RECORD EXCERPTS Start Marker
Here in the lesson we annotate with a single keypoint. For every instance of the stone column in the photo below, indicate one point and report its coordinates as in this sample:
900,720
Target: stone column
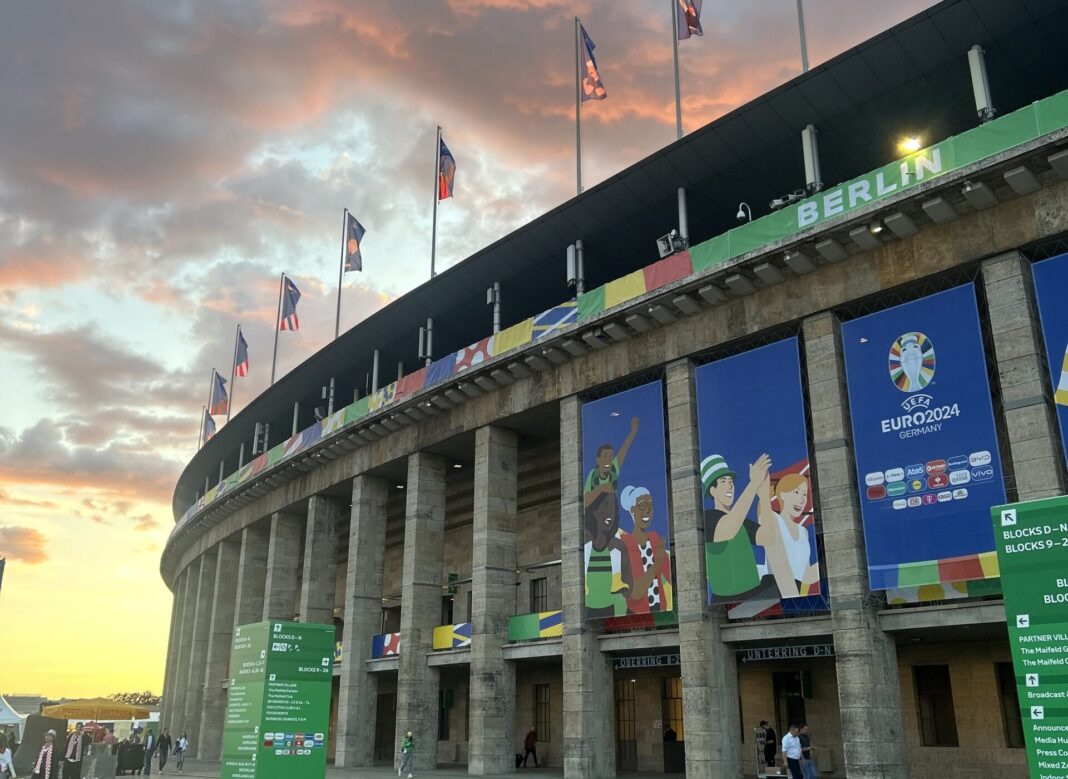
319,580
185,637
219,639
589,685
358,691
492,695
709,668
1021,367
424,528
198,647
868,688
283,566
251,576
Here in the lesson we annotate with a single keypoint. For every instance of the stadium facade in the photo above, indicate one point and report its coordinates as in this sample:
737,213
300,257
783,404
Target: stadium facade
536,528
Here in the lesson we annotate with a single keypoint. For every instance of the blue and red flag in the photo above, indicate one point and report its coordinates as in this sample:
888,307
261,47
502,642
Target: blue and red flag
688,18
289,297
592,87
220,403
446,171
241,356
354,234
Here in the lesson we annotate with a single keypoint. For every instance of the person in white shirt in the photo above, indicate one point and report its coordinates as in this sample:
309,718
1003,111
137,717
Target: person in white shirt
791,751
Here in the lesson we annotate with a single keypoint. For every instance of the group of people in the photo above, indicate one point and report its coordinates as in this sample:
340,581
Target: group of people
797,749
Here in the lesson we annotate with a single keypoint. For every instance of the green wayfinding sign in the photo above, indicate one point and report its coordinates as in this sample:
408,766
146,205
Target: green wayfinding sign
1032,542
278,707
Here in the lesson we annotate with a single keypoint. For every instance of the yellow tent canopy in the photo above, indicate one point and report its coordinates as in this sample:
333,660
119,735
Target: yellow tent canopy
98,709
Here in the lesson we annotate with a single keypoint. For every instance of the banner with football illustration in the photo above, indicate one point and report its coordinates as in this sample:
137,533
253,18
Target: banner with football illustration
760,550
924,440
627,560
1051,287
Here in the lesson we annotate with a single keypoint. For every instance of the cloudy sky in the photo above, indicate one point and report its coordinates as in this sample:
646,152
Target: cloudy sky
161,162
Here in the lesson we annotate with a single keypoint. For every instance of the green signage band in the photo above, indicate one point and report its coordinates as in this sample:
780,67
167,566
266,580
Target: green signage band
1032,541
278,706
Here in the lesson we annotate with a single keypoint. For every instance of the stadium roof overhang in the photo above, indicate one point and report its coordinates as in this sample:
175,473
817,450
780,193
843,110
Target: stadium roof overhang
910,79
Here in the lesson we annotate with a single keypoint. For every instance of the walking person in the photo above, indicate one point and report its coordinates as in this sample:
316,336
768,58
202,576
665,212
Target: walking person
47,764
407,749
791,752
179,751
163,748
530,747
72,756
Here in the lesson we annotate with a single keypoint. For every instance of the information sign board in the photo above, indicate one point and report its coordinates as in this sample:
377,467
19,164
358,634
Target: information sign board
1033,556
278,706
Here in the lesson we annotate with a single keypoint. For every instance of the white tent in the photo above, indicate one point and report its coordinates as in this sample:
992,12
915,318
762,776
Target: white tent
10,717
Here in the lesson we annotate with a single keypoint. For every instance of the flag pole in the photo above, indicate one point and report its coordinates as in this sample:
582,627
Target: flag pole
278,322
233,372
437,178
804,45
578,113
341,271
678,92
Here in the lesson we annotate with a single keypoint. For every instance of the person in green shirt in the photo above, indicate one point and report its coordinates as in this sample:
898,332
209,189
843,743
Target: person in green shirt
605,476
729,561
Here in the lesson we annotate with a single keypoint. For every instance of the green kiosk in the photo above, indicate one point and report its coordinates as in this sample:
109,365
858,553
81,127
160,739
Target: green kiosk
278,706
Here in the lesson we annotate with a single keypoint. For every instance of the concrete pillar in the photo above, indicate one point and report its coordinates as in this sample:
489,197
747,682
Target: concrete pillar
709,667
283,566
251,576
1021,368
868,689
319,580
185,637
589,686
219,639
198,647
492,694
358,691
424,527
RECORD EXCERPTS End Marker
RECORD EXCERPTS Start Marker
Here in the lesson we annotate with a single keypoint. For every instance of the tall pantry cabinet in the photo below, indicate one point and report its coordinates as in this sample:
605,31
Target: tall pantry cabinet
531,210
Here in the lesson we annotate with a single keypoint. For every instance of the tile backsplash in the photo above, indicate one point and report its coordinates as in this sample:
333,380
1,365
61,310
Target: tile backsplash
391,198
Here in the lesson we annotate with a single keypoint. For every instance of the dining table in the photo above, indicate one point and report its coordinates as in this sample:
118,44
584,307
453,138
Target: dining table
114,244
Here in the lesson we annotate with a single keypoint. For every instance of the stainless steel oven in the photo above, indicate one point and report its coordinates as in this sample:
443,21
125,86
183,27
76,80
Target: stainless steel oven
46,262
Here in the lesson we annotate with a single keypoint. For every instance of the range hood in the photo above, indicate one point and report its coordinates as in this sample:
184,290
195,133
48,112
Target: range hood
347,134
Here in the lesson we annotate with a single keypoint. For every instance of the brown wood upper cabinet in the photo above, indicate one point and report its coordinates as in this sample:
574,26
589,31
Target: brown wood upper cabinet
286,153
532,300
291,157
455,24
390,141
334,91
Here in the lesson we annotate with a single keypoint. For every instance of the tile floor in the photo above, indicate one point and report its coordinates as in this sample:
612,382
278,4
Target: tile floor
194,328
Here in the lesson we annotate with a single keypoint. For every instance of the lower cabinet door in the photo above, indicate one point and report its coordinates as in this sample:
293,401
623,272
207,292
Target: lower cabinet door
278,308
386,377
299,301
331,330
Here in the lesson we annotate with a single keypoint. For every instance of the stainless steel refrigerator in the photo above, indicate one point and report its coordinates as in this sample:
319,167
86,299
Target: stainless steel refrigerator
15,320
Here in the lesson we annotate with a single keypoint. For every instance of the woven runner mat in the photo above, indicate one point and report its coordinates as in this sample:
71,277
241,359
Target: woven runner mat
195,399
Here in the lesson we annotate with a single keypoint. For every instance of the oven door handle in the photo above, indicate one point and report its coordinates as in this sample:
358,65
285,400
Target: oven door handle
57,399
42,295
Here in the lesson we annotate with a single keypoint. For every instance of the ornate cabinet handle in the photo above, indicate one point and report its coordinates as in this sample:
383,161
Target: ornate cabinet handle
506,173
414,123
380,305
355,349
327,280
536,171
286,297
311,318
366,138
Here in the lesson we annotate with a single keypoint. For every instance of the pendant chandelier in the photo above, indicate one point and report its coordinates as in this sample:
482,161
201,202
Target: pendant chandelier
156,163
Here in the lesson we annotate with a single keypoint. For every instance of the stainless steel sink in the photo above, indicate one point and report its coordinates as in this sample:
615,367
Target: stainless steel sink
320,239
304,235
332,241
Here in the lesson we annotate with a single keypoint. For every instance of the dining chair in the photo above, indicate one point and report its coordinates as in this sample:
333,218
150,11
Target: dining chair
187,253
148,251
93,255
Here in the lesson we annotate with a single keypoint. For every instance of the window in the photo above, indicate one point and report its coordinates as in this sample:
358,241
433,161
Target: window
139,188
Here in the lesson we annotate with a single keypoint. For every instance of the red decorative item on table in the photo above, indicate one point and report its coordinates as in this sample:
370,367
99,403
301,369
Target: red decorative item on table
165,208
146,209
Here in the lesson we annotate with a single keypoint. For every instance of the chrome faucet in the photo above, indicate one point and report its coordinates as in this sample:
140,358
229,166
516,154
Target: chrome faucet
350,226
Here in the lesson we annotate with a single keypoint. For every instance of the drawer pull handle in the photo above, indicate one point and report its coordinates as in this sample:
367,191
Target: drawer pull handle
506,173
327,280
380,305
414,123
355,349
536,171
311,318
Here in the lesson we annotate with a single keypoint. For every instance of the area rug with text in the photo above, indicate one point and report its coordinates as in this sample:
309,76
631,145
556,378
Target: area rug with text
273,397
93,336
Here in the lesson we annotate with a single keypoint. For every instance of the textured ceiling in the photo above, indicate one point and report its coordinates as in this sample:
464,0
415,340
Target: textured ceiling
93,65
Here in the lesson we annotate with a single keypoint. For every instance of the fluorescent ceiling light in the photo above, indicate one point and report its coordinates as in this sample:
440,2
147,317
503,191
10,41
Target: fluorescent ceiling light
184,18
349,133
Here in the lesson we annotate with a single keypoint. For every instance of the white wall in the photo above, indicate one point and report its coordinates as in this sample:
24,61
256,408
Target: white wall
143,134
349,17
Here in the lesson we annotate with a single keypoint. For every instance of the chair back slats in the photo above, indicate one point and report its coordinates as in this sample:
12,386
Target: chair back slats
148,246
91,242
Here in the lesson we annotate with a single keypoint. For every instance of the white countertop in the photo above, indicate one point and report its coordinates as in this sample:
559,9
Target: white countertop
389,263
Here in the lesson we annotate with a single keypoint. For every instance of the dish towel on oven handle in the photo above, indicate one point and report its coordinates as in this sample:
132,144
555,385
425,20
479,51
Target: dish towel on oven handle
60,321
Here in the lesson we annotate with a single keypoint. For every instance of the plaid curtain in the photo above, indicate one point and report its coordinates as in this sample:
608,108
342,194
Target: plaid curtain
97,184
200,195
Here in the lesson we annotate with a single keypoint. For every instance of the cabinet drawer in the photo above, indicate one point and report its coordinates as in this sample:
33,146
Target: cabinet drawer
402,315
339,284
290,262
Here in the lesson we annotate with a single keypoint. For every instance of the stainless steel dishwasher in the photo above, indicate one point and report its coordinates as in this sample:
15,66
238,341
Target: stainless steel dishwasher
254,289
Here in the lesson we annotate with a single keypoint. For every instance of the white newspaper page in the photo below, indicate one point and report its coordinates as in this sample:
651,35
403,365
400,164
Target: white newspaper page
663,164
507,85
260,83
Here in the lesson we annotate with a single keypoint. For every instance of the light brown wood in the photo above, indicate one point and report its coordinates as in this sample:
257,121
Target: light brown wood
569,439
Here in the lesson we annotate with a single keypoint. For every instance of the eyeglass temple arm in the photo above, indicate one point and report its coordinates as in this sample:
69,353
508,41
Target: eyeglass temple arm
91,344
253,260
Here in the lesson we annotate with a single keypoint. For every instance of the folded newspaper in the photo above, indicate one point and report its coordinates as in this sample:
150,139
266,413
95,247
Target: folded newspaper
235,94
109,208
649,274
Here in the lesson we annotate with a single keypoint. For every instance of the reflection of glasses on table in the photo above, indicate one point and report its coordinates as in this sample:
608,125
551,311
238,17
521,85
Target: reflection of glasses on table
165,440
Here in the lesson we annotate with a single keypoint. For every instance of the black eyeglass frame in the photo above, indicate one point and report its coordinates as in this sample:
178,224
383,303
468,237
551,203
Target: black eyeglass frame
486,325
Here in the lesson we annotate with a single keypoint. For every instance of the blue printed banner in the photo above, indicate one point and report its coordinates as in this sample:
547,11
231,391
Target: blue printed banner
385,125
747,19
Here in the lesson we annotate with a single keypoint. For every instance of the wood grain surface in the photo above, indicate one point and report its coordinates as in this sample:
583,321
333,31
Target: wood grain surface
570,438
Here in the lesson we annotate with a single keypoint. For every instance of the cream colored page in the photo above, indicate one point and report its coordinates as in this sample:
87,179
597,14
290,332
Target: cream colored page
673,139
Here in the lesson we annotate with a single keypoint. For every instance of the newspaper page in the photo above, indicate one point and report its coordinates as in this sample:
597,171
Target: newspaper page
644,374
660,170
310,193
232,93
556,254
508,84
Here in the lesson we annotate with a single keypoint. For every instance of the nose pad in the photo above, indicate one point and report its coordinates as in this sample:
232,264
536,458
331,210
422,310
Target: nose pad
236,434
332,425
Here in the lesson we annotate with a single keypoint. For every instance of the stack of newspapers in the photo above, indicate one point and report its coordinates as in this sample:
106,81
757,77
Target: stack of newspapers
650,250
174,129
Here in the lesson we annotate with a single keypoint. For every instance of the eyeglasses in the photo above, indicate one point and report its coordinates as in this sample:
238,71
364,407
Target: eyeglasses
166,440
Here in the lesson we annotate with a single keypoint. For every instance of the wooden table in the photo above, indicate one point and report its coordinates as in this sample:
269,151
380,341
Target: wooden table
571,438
RECORD EXCERPTS End Marker
RECORD EXCERPTS Start Marker
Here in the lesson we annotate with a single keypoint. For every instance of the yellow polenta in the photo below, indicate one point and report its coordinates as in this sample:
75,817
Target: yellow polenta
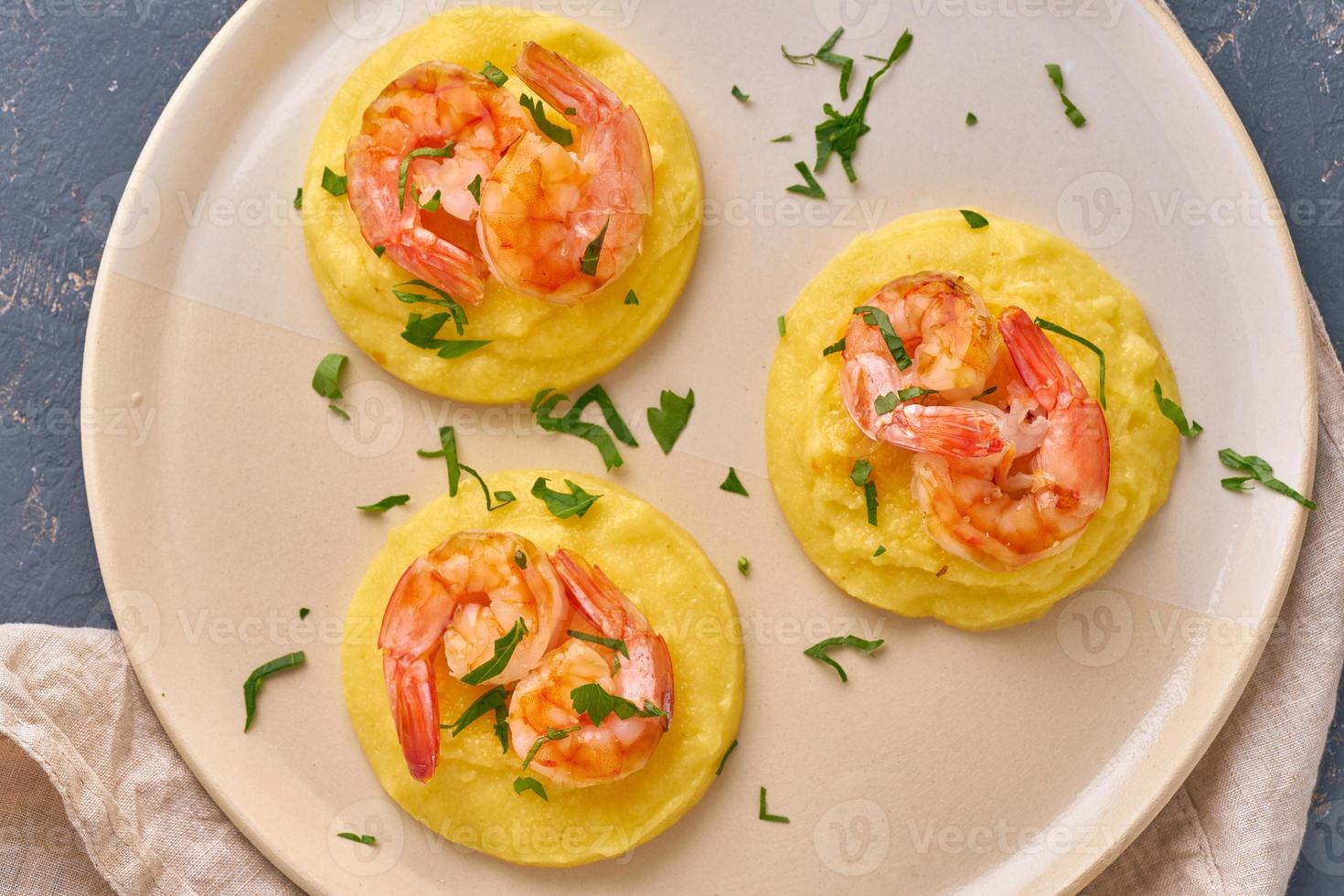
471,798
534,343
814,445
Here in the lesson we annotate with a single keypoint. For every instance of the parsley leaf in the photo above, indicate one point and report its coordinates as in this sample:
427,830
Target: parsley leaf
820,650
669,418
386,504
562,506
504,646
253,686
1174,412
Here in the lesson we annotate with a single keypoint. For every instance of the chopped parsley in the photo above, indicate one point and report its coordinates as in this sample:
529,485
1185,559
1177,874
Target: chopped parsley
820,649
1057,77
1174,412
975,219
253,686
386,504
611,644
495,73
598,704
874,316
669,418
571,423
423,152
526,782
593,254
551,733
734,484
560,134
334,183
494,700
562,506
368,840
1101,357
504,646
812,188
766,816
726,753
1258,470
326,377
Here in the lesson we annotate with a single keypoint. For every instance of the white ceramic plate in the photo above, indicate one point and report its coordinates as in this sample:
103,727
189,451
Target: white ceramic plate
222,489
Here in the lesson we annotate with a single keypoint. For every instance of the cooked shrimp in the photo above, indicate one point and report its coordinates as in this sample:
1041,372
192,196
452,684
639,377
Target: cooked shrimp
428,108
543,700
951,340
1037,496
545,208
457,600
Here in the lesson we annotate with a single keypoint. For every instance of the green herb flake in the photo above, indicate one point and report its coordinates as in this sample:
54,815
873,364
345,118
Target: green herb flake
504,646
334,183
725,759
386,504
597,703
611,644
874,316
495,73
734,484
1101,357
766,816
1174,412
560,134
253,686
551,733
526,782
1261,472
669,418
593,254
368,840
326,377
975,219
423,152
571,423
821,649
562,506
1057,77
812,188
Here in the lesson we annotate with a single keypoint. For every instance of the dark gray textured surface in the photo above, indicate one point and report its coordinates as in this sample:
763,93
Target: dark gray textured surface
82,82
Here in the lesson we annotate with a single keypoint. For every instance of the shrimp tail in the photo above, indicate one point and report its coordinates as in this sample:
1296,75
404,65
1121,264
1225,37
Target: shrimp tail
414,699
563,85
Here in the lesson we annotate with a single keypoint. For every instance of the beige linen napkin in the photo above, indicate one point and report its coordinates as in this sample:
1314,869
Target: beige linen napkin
RECORD EXCERPTS End Marker
**EXERCISE GOAL:** Reproduce, word for word and in full, only the lines above that start at the line with "of the ornate" and run through the line with "of the pendant", both ends included.

**TASK RESPONSE:**
Here in the lesson we annotate with a single keypoint. For every instance of the ornate cabinet handle in the photo above, indicate one point and report its coordinates as in this sample:
383,161
Target: ornate cabinet handle
506,173
414,123
380,305
355,349
327,280
536,171
286,297
311,318
366,138
Here in the lesson we annotate with a single keypoint. For every instance of the pendant chandelier in the photo above, indicate one point and report its coordinates as in this sample:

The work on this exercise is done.